*Your goal*
In the article about the Hobbits after the War of the Ring, which two Hobbits led the charge in the Battle of Bywater?

*Document text*

▬▬▬▬▬▬

The Lord of the Rings: The Rings of Power takes us deep into the Second Age of Middle Earth, and brings some of this history to the screen. But what about the events after The Lord of the Rings? Although we get a glimpse into this at the end of Return of the King, there was so much more that happened.

The Lord of the Rings: after the fellowship – brave little Hobbits

As the central characters of the story, it only seems right that we start by looking into what happened to the Hobbits after the War of the Ring. We do get a little bit of an idea from the films, but the full story had so much more.

But to look into the fates of the Hobbits, we need to backtrack a little. In the books, they return to find the Shire in a very different state. A mysterious figure known as Sharkey had taken over the Shire and was turning the once green and idyllic land into an industrial mess.

After rousing their Hobbit kin, Merry and Pippin led the charge in the Battle of Bywater, which is considered the last battle in the War of the Ring. The Hobbits were able to reclaim their lands from the men and orcs who had taken their homes.

The Hobbits arrive at Bag End to confront the mysterious Sharkey and discover it is, in fact, Saruman, who is accompanied by Wormtongue. As Frodo allows them to leave unharmed, this mercy infuriates Saruman, who lashes out at Frodo to no avail. A dispute breaks out between Saruman and Wormtongue, in which Wormtongue slits Saruman’s throat, and he is then shot down by arrows.

This is a very condensed version of the “Scouring of the Shire”, but it’s important to know, as our four brave Hobbits would go on to ensure the rebuilding of the shire, and bring it back to its former beauty.

Lord of the Rings Hobbits
Merry Brandybuck (Dominic Monaghan), Frodo Baggins (Elijah Wood), Samwise Gamgee (Sean Astin), and Pippin Took (Billy Boyd)  in Lord of the Rings: Fellowship of the Ring (New Line Cinema)

Frodo Baggins – the Ring-Bearer

While we know that Frodo eventually sails into the West, he did his part in the rebuilding of the Shire before he left. The Scouring of the Shire took place in the Third Age (T.A.) 3019, and Frodo took on the role of Deputy Mayor of the Shire. During his time in this role, he helped to rebuild the Shire, but he was still troubled by the wounds he had sustained in his quest.

In the T.A 3020, Frodo stepped down from his post as Deputy Mayor and tried to live his life as peacefully and comfortably as possible. At this time, Sam and Rosie had moved into Bag End with Frodo, and they would live with and care for him until he left.

▬▬▬▬▬▬

*Record extracts*
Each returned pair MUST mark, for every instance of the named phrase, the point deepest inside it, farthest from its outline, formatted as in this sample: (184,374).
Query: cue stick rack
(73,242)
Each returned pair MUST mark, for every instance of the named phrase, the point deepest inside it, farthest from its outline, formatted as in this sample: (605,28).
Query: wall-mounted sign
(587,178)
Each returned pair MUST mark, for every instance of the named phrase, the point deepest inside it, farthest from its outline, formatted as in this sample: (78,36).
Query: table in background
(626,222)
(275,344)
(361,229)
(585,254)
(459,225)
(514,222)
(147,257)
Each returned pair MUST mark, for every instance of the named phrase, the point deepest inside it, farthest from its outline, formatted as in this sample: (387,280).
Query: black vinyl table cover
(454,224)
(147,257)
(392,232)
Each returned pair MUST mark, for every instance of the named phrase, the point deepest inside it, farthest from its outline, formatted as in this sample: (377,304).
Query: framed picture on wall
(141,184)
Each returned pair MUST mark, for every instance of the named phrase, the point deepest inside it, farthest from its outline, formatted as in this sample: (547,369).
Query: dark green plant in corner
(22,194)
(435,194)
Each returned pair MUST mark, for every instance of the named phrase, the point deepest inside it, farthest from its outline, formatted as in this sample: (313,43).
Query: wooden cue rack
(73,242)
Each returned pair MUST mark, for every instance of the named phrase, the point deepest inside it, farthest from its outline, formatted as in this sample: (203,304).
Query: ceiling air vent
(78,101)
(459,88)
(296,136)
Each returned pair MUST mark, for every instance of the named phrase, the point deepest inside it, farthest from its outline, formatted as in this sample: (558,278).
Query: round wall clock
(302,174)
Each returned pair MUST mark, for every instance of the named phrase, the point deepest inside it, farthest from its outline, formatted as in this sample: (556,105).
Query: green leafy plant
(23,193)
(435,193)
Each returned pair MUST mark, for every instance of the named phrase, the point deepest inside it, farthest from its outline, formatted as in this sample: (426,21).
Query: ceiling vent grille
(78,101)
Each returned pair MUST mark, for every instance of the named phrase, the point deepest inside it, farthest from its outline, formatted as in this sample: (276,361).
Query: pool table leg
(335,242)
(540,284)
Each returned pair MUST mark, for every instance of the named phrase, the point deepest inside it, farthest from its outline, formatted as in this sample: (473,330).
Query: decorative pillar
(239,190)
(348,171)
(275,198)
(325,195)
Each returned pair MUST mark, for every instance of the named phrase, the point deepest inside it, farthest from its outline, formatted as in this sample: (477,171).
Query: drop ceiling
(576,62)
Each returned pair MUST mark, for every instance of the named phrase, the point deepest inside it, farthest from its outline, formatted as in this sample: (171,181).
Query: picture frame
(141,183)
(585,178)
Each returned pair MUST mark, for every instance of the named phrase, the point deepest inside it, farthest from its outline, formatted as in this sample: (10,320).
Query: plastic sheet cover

▬▬▬▬▬▬

*Exercise solution*
Merry and Pippin